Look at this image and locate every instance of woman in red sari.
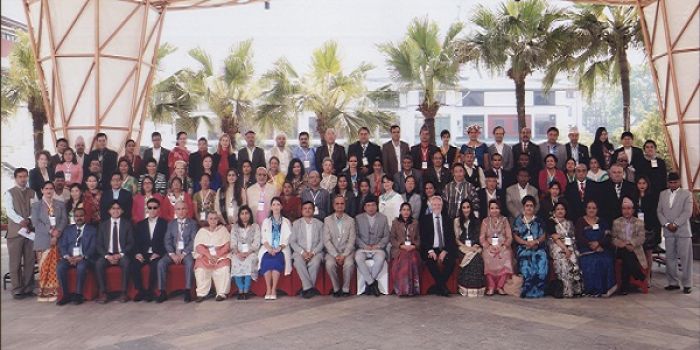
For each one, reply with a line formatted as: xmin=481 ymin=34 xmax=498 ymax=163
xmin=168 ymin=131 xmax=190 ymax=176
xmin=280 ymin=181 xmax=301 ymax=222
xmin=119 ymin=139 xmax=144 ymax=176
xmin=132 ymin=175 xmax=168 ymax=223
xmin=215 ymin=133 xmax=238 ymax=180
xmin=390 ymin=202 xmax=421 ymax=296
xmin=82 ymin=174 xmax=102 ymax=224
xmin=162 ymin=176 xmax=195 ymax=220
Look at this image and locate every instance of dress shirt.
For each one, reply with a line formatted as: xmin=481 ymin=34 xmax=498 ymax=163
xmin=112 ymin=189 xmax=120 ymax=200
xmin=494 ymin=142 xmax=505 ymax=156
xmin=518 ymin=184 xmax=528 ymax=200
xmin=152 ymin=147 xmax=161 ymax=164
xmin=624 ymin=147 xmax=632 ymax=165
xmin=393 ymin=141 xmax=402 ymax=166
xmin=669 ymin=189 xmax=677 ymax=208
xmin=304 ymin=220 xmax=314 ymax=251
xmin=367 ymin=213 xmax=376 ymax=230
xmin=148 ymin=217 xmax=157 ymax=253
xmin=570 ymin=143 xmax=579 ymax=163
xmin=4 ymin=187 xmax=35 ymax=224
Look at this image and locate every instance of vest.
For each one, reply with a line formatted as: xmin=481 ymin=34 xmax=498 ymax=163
--------
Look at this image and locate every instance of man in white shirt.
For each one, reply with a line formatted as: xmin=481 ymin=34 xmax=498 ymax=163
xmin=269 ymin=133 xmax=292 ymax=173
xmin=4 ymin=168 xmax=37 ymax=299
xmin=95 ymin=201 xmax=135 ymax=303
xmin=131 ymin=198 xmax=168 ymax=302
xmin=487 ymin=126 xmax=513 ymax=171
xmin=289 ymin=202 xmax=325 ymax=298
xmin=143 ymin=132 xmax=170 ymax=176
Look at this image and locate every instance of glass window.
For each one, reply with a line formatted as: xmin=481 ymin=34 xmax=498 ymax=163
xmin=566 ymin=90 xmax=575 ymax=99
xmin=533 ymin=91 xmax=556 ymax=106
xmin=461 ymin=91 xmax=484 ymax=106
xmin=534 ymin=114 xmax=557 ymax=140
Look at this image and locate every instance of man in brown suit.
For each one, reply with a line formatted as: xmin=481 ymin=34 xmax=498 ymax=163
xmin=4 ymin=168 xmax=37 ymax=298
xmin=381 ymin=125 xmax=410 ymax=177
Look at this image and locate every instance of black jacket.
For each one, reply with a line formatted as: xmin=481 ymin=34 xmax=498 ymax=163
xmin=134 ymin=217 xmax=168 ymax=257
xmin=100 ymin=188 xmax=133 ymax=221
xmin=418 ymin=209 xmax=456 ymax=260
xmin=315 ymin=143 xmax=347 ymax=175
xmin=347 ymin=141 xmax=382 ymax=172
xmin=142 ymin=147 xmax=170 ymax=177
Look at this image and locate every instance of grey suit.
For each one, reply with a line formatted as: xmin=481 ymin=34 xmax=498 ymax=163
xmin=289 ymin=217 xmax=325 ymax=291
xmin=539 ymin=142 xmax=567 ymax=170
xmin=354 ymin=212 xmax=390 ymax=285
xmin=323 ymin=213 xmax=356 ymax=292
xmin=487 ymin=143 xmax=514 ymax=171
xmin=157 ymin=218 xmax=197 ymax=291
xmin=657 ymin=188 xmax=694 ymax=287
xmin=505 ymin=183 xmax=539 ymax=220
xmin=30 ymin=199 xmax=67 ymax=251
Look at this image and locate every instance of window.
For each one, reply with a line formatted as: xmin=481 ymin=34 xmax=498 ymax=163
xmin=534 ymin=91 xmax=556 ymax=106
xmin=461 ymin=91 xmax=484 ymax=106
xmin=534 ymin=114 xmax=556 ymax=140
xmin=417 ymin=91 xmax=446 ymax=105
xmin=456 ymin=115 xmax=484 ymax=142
--------
[Exercise] Would you return all lines from the preceding listing that contain the word "suit"?

[Answer section]
Look at this image and locate every instance of man in brown suit.
Look at this image and locate every instance of grey suit.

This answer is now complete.